Report every line of the records that contains the word "wooden", copying each such line in full.

[Excerpts of bounding box data]
┌────────
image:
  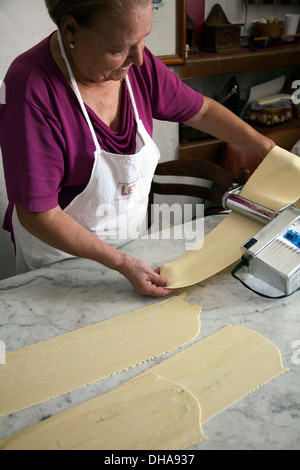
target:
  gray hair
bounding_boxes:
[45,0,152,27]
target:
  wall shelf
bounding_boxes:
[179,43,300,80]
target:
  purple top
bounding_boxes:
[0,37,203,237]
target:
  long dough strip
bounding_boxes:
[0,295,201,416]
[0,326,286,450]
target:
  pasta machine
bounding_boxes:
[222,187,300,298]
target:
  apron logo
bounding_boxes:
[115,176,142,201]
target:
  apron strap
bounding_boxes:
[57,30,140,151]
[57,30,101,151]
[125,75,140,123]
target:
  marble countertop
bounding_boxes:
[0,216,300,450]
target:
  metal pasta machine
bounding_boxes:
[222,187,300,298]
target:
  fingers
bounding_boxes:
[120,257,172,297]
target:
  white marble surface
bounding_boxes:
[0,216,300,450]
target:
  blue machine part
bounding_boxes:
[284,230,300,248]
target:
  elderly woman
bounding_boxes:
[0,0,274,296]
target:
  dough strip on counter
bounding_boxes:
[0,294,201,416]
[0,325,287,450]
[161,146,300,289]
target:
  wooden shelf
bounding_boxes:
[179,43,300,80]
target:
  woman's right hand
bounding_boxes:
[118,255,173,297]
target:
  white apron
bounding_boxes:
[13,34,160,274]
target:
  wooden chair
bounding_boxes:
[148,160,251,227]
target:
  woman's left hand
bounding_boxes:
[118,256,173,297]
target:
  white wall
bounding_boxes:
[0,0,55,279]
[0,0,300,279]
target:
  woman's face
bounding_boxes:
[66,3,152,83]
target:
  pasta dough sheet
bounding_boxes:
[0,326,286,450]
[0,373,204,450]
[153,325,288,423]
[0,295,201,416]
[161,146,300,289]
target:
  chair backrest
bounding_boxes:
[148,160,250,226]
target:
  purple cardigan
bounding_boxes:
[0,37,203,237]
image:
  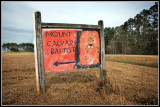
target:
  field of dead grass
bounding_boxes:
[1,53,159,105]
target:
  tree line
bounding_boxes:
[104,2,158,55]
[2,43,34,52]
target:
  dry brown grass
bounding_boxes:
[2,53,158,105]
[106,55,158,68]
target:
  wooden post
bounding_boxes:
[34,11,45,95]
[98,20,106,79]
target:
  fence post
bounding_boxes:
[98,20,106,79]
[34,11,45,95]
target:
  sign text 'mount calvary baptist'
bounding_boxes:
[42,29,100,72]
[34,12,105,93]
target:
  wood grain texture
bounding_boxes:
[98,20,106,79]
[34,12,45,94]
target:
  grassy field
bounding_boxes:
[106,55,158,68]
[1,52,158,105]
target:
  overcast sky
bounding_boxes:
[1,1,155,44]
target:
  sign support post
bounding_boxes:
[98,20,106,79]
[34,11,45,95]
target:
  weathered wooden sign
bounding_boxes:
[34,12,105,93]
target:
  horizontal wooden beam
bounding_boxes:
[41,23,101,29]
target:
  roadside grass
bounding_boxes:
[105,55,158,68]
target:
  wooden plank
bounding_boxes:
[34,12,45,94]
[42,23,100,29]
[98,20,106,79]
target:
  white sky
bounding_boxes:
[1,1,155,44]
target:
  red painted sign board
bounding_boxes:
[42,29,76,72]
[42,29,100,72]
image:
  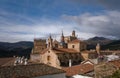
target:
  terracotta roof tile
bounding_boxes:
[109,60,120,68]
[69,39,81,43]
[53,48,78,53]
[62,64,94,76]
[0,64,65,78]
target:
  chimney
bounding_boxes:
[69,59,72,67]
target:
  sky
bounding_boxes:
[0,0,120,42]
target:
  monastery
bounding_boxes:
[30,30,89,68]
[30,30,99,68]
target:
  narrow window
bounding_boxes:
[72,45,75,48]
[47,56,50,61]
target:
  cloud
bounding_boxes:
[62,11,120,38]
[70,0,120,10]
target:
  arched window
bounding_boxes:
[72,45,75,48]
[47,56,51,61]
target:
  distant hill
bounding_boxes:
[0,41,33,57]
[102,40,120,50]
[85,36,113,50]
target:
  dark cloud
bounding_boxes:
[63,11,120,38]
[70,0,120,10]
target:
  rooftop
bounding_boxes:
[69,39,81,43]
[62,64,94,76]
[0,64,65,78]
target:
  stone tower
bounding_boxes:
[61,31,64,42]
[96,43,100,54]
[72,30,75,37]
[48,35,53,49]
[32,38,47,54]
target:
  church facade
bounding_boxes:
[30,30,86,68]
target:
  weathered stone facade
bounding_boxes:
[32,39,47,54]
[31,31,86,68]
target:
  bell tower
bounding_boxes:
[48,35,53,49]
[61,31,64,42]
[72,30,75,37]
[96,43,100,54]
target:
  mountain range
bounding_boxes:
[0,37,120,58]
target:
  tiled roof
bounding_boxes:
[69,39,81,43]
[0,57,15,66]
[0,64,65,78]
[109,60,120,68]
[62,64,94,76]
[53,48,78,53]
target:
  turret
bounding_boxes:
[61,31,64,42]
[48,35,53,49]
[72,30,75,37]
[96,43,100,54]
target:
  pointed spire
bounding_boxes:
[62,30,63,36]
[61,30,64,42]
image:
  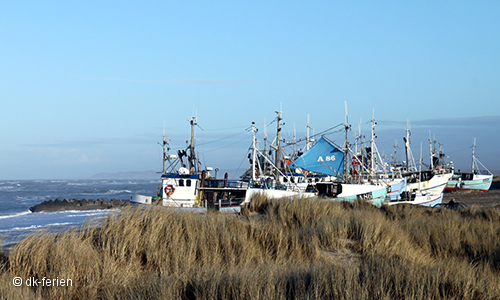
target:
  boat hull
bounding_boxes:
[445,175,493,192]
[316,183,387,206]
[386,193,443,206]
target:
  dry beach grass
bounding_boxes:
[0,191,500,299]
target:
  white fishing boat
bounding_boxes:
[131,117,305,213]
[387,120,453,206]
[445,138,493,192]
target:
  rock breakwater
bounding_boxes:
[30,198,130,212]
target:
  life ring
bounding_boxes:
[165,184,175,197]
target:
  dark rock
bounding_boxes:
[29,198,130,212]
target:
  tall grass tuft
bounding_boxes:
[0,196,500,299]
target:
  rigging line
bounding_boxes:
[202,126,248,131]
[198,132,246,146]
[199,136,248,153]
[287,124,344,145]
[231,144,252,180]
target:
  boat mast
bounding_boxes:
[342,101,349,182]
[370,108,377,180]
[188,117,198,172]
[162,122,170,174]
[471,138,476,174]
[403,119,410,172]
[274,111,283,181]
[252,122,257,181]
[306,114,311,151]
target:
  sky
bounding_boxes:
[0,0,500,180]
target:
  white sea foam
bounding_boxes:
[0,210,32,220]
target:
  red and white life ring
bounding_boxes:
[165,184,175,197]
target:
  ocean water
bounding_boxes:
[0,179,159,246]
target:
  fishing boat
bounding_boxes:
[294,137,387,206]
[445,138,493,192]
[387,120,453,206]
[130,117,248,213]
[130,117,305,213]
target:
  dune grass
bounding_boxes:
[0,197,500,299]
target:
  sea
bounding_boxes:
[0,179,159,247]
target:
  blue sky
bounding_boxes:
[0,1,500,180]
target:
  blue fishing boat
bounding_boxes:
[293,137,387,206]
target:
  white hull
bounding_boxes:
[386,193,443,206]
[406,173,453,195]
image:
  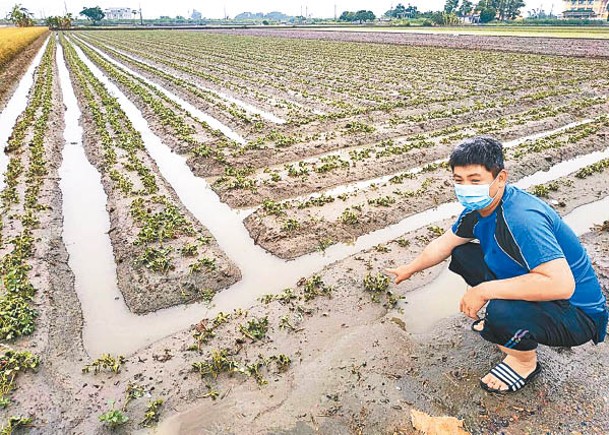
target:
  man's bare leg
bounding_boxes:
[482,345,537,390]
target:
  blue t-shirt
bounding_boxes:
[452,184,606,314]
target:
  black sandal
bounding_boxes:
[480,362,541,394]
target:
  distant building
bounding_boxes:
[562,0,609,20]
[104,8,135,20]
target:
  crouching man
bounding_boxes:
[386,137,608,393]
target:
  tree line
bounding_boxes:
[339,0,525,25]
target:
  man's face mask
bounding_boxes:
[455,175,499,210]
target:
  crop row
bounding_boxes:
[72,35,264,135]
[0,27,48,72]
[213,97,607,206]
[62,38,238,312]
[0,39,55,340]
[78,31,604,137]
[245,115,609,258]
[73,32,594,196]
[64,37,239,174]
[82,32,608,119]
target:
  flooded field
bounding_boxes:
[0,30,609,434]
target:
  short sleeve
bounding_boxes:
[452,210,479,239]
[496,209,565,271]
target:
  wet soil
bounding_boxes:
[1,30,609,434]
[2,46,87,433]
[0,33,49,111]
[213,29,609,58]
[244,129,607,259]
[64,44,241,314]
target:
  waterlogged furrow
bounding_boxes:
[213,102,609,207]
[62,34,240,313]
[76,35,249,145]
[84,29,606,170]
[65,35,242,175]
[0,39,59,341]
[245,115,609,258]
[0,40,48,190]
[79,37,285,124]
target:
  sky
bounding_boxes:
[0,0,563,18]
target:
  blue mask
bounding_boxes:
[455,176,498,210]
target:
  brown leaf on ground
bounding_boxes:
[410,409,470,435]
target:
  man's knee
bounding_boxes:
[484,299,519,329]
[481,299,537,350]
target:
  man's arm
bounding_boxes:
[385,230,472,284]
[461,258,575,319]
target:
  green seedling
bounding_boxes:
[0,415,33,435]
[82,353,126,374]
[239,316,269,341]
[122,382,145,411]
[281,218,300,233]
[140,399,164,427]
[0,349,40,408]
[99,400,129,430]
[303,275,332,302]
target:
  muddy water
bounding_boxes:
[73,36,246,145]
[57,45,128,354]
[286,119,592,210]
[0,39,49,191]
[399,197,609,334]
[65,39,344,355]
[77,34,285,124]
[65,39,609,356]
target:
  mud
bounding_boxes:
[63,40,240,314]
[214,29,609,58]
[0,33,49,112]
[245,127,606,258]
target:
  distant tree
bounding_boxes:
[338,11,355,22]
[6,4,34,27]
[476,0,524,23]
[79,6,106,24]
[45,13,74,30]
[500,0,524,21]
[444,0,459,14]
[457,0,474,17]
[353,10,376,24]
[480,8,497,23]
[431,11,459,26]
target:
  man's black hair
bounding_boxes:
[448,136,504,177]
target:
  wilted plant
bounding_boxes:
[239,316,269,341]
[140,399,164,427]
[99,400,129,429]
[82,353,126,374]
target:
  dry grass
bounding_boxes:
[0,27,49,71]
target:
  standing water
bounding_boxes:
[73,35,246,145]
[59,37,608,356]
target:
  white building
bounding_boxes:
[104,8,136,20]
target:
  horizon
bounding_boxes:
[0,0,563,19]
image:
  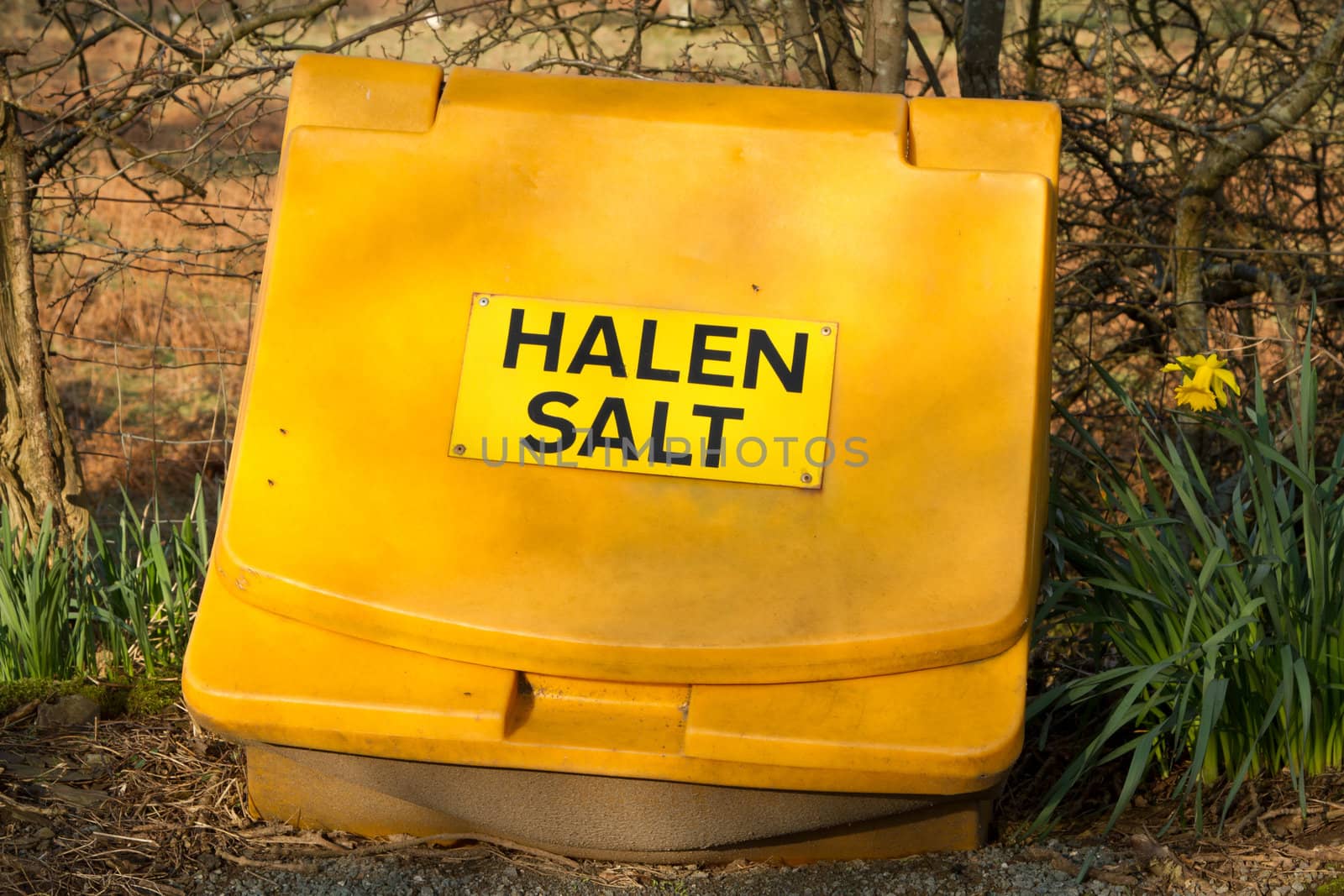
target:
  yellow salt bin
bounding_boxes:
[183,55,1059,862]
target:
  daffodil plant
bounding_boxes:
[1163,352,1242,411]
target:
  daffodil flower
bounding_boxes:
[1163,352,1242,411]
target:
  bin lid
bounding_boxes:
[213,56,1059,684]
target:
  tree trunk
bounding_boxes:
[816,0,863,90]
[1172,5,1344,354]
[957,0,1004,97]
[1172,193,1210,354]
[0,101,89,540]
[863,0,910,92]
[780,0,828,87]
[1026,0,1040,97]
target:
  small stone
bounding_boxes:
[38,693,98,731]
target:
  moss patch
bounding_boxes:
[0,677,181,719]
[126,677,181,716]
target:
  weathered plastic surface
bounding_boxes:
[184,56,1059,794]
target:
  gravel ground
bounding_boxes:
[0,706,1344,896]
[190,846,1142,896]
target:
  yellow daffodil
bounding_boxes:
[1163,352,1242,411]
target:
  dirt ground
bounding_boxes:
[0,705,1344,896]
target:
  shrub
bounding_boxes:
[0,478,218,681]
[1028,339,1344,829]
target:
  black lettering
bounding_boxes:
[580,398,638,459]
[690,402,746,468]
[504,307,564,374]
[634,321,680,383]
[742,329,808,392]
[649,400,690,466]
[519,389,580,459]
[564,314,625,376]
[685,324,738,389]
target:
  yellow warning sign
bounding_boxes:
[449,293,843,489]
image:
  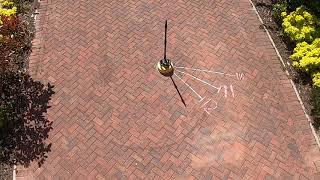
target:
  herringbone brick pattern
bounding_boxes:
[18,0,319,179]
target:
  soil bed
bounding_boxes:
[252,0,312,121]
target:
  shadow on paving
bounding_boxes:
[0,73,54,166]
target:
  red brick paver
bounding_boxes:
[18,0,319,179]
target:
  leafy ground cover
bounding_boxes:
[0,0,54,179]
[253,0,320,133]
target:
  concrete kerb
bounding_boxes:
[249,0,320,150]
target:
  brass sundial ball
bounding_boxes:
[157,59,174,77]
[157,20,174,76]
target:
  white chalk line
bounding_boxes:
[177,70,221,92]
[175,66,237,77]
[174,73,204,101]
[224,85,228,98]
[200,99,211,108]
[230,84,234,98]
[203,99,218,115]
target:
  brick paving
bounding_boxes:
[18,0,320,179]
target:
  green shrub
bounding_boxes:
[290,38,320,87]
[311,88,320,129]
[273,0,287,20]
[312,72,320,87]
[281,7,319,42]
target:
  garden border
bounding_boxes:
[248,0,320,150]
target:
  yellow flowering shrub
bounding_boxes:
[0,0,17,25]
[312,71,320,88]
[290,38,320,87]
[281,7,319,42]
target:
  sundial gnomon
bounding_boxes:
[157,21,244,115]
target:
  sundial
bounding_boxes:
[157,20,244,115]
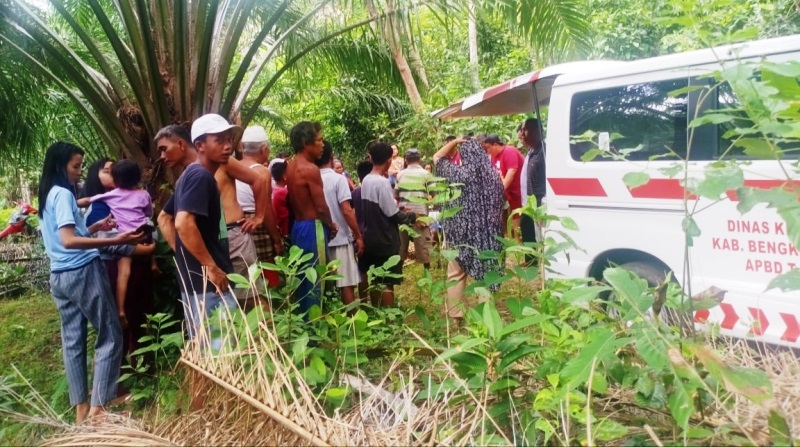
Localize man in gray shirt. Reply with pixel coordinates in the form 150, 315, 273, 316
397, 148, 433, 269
└────────
- OUTPUT FOR THIS EXERCISE:
  wooden shelf
  wooden chair
  wooden post
  weathered wooden sign
  horizontal wooden beam
  wooden plank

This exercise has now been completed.